- _PROVIDED DATA_:
▼

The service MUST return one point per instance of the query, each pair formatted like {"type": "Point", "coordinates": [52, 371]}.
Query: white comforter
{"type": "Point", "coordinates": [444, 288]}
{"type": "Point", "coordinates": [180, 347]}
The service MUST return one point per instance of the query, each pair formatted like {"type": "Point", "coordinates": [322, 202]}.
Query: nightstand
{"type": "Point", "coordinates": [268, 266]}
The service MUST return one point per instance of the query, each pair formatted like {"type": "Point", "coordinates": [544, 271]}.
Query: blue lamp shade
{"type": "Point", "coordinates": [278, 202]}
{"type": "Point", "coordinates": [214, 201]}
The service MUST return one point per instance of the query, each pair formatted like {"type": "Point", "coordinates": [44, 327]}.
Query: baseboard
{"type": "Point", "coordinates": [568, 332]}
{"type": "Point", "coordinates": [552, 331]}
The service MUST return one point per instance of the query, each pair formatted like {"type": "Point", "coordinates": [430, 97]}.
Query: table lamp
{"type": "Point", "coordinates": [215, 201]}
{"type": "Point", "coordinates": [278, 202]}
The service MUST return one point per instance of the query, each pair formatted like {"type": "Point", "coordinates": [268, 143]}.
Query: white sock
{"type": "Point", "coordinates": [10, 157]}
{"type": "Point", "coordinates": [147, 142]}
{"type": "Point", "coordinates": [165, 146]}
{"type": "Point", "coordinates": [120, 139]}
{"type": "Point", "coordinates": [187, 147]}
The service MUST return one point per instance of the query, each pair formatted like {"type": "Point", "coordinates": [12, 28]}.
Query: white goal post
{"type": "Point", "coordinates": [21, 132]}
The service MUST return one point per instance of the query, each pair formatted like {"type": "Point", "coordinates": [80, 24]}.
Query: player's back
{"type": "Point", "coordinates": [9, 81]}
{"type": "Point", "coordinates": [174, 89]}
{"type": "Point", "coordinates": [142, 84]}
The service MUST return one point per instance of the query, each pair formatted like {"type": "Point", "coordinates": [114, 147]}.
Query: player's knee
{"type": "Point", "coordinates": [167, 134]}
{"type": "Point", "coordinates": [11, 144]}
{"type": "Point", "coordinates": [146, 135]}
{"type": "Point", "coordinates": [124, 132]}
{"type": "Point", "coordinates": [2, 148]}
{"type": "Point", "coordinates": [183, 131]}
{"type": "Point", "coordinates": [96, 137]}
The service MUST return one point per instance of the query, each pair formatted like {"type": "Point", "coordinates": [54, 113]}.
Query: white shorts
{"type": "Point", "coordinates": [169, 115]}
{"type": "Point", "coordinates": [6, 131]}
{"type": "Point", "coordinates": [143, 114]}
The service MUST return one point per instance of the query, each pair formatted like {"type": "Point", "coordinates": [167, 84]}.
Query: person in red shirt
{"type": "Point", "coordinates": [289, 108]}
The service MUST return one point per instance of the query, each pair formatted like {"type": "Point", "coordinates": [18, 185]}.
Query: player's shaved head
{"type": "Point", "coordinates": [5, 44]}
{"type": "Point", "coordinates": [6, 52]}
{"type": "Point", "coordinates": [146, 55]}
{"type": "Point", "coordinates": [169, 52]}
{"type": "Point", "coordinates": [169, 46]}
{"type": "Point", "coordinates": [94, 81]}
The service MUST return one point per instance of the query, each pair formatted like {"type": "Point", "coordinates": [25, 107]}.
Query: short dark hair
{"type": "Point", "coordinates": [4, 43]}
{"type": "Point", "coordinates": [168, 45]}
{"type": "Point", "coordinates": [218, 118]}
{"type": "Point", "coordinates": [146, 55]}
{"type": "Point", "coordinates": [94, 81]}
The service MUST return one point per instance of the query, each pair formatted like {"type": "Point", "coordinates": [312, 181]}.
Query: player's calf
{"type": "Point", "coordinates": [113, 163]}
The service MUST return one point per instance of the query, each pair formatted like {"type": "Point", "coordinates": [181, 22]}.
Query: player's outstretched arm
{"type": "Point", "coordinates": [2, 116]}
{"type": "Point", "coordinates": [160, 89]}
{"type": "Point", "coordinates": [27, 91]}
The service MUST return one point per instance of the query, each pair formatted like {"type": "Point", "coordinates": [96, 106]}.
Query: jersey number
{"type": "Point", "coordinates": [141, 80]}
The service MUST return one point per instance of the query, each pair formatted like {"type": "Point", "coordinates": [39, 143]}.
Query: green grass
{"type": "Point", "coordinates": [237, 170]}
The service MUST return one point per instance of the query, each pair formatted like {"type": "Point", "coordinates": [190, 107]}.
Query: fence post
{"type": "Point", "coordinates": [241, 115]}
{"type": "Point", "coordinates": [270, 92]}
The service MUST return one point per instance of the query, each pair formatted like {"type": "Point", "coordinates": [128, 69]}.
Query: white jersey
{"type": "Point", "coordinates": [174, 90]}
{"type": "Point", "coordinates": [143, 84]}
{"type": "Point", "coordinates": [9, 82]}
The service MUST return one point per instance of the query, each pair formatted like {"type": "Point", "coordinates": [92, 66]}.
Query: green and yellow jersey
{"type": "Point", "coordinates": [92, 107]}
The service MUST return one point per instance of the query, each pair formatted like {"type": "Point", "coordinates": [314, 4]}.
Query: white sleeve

▲

- _TASK REQUIREMENTS_: Faithfully copy every entry, leaving nothing out.

- _RESULT BELOW_:
The service MUST return one point per instance of the query, each pair formatted like {"type": "Point", "coordinates": [52, 371]}.
Query: white comforter
{"type": "Point", "coordinates": [444, 288]}
{"type": "Point", "coordinates": [180, 347]}
The service MUST return one point per instance of the query, each pair formatted like {"type": "Point", "coordinates": [322, 202]}.
Query: nightstand
{"type": "Point", "coordinates": [268, 266]}
The service MUST return one point per instance of the query, each pair formatted like {"type": "Point", "coordinates": [544, 271]}.
Query: blue lamp shade
{"type": "Point", "coordinates": [278, 202]}
{"type": "Point", "coordinates": [214, 201]}
The service MUST return one point per instance of the query, each pair formatted like {"type": "Point", "coordinates": [44, 327]}.
Query: baseboard
{"type": "Point", "coordinates": [568, 332]}
{"type": "Point", "coordinates": [552, 331]}
The service MUST return one point per instance of the query, each pair formatted like {"type": "Point", "coordinates": [430, 97]}.
Query: table lamp
{"type": "Point", "coordinates": [215, 201]}
{"type": "Point", "coordinates": [278, 202]}
The service MUST return one point per instance of the query, each pair formatted like {"type": "Point", "coordinates": [268, 143]}.
Query: white sock
{"type": "Point", "coordinates": [10, 157]}
{"type": "Point", "coordinates": [147, 142]}
{"type": "Point", "coordinates": [165, 146]}
{"type": "Point", "coordinates": [120, 139]}
{"type": "Point", "coordinates": [187, 147]}
The service MUST return one point per instance of the query, each pair formatted like {"type": "Point", "coordinates": [12, 28]}.
Query: white goal post
{"type": "Point", "coordinates": [21, 132]}
The service MUST return one point per instance of the query, each pair formatted like {"type": "Point", "coordinates": [80, 24]}.
Query: player's back
{"type": "Point", "coordinates": [9, 81]}
{"type": "Point", "coordinates": [174, 89]}
{"type": "Point", "coordinates": [142, 84]}
The service MUST return one point per instance of the query, each pair formatted like {"type": "Point", "coordinates": [114, 147]}.
Query: player's knee
{"type": "Point", "coordinates": [167, 134]}
{"type": "Point", "coordinates": [11, 144]}
{"type": "Point", "coordinates": [146, 135]}
{"type": "Point", "coordinates": [124, 132]}
{"type": "Point", "coordinates": [2, 148]}
{"type": "Point", "coordinates": [183, 131]}
{"type": "Point", "coordinates": [96, 137]}
The service MUST return one point per instance of the query, each pair formatted like {"type": "Point", "coordinates": [54, 113]}.
Query: white shorts
{"type": "Point", "coordinates": [169, 115]}
{"type": "Point", "coordinates": [6, 131]}
{"type": "Point", "coordinates": [143, 114]}
The service MUST return one point per instance of the query, each pair formatted like {"type": "Point", "coordinates": [167, 84]}.
Query: person in red shirt
{"type": "Point", "coordinates": [289, 108]}
The service MUST return one point per instance of the query, each pair formatted like {"type": "Point", "coordinates": [18, 185]}.
Query: player's shaved head
{"type": "Point", "coordinates": [5, 44]}
{"type": "Point", "coordinates": [6, 52]}
{"type": "Point", "coordinates": [146, 55]}
{"type": "Point", "coordinates": [169, 52]}
{"type": "Point", "coordinates": [169, 46]}
{"type": "Point", "coordinates": [94, 81]}
The service MUST return one point per instance of the query, each pair formatted like {"type": "Point", "coordinates": [25, 107]}.
Query: short dark hair
{"type": "Point", "coordinates": [4, 43]}
{"type": "Point", "coordinates": [168, 45]}
{"type": "Point", "coordinates": [218, 118]}
{"type": "Point", "coordinates": [146, 55]}
{"type": "Point", "coordinates": [94, 81]}
The service MUST return one point per instance of the query, each pair formatted like {"type": "Point", "coordinates": [312, 181]}.
Query: player's calf
{"type": "Point", "coordinates": [113, 163]}
The service MUST return one point per instance of the query, each pair formatted like {"type": "Point", "coordinates": [181, 22]}.
Query: player's outstretched arm
{"type": "Point", "coordinates": [2, 116]}
{"type": "Point", "coordinates": [160, 89]}
{"type": "Point", "coordinates": [27, 91]}
The service MUST return one point per instance of the query, each pair formatted like {"type": "Point", "coordinates": [96, 106]}.
Query: jersey number
{"type": "Point", "coordinates": [141, 80]}
The service MUST return one point per instance of the query, each pair formatted like {"type": "Point", "coordinates": [39, 143]}.
Query: green grass
{"type": "Point", "coordinates": [237, 170]}
The service MUST return one point per instance of the query, each pair formatted like {"type": "Point", "coordinates": [190, 107]}.
Query: fence post
{"type": "Point", "coordinates": [241, 115]}
{"type": "Point", "coordinates": [270, 92]}
The service MUST return one point per instance of the query, each pair formatted like {"type": "Point", "coordinates": [128, 69]}.
Query: white jersey
{"type": "Point", "coordinates": [174, 90]}
{"type": "Point", "coordinates": [143, 84]}
{"type": "Point", "coordinates": [9, 82]}
The service MUST return one point per instance of the query, each pair formatted like {"type": "Point", "coordinates": [92, 66]}.
Query: green and yellow jersey
{"type": "Point", "coordinates": [92, 107]}
The service MUST return one point per instance of the query, each pair formatted like {"type": "Point", "coordinates": [314, 4]}.
Query: white sleeve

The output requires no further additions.